> Aim:
Identify each line in the rows below that contains the word "shorts", where upper and lower case must match, and copy those lines out in full.

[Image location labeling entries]

-- BEGIN --

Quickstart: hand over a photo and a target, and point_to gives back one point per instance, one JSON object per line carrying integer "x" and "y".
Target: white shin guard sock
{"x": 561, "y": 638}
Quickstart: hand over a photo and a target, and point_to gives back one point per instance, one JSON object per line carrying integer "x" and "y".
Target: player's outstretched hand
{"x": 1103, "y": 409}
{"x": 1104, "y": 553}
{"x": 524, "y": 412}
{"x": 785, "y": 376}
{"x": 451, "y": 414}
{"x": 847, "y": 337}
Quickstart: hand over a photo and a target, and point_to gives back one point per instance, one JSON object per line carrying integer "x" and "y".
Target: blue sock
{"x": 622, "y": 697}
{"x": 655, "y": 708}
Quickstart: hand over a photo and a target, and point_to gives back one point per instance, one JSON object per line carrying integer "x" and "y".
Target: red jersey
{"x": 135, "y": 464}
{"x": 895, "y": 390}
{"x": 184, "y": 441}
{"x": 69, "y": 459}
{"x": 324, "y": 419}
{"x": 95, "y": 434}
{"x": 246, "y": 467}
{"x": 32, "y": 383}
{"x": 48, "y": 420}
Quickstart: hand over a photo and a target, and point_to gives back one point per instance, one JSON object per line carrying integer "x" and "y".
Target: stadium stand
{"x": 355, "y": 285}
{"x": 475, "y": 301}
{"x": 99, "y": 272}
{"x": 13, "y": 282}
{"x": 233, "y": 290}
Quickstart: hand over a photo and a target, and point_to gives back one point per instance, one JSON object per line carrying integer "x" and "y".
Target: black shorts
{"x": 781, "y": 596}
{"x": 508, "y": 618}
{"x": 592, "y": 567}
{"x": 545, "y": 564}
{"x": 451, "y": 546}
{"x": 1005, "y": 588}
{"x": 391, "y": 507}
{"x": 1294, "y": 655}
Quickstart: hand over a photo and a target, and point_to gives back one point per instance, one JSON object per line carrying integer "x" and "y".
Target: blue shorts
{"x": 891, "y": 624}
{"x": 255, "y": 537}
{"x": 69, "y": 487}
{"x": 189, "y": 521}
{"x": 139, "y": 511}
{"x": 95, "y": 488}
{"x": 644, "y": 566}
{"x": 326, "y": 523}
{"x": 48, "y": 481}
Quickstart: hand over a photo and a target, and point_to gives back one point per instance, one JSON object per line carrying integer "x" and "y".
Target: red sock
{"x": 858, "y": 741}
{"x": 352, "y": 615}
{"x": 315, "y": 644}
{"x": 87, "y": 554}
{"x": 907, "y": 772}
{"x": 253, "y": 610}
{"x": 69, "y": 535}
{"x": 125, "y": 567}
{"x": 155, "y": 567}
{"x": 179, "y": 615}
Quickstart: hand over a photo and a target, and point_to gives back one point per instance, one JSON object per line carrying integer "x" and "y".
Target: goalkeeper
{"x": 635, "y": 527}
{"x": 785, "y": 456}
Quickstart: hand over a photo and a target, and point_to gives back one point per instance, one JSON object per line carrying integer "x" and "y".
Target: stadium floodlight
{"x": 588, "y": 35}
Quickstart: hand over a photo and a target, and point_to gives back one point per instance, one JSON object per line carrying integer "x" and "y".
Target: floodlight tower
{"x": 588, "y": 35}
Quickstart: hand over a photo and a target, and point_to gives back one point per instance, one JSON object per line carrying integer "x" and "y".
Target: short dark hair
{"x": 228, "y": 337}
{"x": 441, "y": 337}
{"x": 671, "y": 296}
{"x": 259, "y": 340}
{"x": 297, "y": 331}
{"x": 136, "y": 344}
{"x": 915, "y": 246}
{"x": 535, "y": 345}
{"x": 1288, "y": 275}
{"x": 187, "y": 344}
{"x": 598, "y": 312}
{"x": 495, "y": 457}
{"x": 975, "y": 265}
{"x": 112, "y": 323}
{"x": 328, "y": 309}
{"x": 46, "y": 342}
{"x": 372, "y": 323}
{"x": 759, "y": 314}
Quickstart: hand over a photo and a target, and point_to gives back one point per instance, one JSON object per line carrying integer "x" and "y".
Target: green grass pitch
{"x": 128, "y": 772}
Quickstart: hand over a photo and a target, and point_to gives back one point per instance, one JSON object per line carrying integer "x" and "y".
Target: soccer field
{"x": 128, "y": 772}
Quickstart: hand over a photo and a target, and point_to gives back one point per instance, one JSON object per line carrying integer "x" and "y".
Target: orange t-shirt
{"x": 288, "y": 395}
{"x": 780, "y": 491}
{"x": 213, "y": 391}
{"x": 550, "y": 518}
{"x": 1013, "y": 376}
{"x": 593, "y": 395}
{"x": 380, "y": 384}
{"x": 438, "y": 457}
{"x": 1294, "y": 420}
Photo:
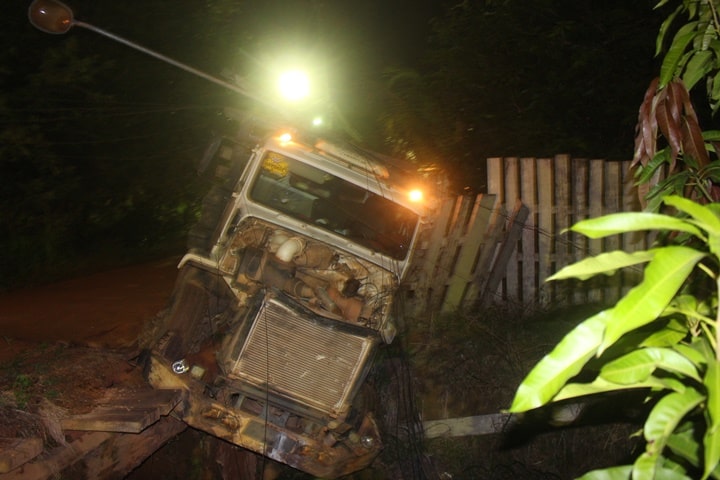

-- END --

> Response:
Target: black shorts
Target: blue shorts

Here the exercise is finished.